::: Data under study

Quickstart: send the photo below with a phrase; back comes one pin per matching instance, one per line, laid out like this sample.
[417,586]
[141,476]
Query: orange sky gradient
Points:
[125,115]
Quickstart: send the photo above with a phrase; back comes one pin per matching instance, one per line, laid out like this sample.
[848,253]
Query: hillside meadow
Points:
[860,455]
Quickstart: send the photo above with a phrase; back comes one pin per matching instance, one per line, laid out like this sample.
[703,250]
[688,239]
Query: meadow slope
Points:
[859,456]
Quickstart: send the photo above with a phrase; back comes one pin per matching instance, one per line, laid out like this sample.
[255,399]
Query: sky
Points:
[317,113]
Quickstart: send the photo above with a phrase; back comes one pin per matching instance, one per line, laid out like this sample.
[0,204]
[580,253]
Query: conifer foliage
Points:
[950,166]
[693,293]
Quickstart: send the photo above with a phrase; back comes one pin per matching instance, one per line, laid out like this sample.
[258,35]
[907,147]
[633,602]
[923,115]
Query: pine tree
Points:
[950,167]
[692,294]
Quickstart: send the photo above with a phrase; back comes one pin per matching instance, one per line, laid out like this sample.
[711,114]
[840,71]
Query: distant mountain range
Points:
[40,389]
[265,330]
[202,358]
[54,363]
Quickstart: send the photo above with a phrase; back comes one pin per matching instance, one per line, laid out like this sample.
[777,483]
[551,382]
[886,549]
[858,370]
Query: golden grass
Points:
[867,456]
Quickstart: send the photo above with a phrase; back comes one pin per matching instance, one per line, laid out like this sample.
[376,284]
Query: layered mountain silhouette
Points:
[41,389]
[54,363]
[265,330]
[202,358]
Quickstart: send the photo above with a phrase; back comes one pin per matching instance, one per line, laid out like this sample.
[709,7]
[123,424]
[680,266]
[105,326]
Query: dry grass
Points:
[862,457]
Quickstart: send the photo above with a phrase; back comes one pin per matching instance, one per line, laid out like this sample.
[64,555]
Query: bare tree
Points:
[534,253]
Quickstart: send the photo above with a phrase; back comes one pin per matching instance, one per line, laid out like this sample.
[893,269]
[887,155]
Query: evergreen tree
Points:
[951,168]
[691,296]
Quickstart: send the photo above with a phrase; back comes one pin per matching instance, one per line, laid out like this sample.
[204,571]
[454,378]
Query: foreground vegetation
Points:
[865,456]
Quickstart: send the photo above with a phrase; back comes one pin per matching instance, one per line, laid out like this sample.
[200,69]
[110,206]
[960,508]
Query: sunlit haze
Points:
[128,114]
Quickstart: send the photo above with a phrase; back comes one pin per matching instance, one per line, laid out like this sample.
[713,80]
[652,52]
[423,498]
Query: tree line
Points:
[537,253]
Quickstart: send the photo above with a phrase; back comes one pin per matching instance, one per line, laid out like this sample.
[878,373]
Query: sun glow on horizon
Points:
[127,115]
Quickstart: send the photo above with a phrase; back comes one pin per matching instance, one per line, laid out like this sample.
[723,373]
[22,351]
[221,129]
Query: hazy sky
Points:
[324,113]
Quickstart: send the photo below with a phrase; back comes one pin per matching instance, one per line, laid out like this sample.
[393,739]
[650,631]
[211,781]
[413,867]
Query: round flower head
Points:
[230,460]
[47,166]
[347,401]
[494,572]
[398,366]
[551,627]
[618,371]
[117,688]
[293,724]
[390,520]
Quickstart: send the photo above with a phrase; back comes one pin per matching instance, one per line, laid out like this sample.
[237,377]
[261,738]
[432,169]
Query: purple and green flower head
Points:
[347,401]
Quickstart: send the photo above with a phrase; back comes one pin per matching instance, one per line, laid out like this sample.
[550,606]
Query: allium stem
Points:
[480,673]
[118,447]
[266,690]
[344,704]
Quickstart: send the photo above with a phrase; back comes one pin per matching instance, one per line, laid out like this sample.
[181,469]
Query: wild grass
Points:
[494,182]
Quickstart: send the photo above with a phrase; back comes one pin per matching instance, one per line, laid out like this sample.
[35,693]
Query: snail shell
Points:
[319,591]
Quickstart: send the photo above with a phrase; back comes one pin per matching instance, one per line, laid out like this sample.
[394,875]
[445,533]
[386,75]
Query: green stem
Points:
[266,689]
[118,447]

::::::

→ **Exercise aim**
Out of the lines in the listing, count the ones with the word "meadow", then give only the number.

→ **Finished task**
2